▶ _Task instructions_
- A) Decide whether each statement agrees with the passage on exaggeration below, answering yes or no and quoting the deciding words: (i) exaggerated history is called poetry; (ii) we are said to live by justice rather than by grace; (iii) the historical justice we prize is reached by nicely balancing the evidence.
- B) Extend the passage on exaggeration below, picking up after its final sentence.

▶ _Provided passage_
▼▼▼

There is something antique, even, in
his style of treating his subject, reminding us that heroes and Demi-gods,
Fates and Furies, still exist; the common man is nothing to him, but after
death the hero is apotheosized and has a place in heaven, as in the religion
of the Greeks.
Exaggeration! was ever any virtue attributed to a man without exaggeration?
was ever any vice, without infinite exaggeration? Do we not exaggerate
ourselves to ourselves, or do we recognize ourselves for the actual men we
are? Are we not all great men? Yet what are we actually, to speak of? We live
by exaggeration. What else is it to anticipate more than we enjoy? The
lightning is an exaggeration of the light. Exaggerated history is poetry, and
truth referred to a new standard. To a small man every greater is an
exaggeration. He who cannot exaggerate is not qualified to utter truth. No
truth, we think, was ever expressed but with this sort of emphasis, so that
for the time there seemed to be no other. Moreover, you must speak loud to
those who are hard of hearing, and so you acquire a habit of shouting to
those who are not. By an immense exaggeration we appreciate our Greek poetry
and philosophy, and Egyptian ruins; our Shakespeares and Miltons; our Liberty
and Christianity. We give importance to this hour over all other hours. We do
not live by justice, but by grace. As the sort of justice which concerns us
in our daily intercourse is not that administered by the judge, so the
historical justice which we prize is not arrived at by nicely balancing the
evidence. In order to appreciate any, even the humblest man, you must first,
by some good fortune, have acquired a sentiment of admiration, even of
reverence, for him, and there never were such exaggerators as these.

▲▲▲

▶ _Information supplied_
▼▼▼

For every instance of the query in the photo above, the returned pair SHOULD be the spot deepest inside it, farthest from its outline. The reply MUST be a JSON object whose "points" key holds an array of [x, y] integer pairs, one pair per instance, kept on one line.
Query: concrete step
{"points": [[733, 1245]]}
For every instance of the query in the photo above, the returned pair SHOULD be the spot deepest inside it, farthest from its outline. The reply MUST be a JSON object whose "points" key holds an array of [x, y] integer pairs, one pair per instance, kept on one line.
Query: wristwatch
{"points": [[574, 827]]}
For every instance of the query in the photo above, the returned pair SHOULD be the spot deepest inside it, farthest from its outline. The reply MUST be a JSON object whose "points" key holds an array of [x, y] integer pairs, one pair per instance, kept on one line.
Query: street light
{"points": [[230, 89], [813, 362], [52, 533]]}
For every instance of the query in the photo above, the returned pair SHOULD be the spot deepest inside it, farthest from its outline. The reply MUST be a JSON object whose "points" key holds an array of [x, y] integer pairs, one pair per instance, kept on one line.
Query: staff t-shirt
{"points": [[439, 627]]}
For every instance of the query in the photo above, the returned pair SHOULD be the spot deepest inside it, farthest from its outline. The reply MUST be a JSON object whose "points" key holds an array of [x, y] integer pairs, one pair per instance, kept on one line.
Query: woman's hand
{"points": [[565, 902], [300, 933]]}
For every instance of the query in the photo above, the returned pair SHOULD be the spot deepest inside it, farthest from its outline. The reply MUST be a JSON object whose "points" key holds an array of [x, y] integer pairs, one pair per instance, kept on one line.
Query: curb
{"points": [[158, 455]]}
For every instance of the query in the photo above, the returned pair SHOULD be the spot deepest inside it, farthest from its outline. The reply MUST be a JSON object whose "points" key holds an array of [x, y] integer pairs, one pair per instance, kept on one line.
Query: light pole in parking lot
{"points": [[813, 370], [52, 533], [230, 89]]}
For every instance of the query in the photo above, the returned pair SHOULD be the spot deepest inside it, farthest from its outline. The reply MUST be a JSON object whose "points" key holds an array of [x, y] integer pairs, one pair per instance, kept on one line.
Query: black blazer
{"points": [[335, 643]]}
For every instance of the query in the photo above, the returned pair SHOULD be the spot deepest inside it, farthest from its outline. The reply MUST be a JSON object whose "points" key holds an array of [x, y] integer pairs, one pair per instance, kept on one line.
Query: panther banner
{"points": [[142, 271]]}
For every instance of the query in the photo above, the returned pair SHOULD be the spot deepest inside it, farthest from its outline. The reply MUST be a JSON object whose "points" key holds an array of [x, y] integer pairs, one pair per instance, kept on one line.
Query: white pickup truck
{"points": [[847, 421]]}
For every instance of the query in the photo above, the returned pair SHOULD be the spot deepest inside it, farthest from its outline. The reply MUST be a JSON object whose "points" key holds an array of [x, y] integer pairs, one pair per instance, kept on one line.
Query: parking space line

▲▲▲

▶ _Per-task outputs_
- A)
(i) Yes: "Exaggerated history is poetry"
(ii) No: "We do not live by justice, but by grace."
(iii) No: "the historical justice which we prize is not arrived at by nicely balancing the evidence"

- B)
To try him by the German rule of referring an author to his own standard, we
will quote the following from Carlyle’s remarks on history, and leave
the reader to consider how far his practice has been consistent with his
theory.
“Truly, if History is Philosophy teaching by Experience, the
writer fitted to compose history is hitherto an unknown man. The Experience
itself would require All-knowledge to record it, were the All-wisdom, needful
for such Philosophy as would interpret it, to be had for asking. Better were
it that mere earthly Historians should lower such pretensions, more suitable
for Omniscience than for human science; and aiming only at some picture of
the things acted, which picture itself will at best be a poor approximation,
leave the inscrutable purport of them an acknowledged secret; or, at most, in
reverent faith, far different from that teaching of Philosophy, pause over
the mysterious vestiges of Him whose path is in the great deep of Time, whom
History indeed reveals, but only all History, and in Eternity, will clearly
reveal.”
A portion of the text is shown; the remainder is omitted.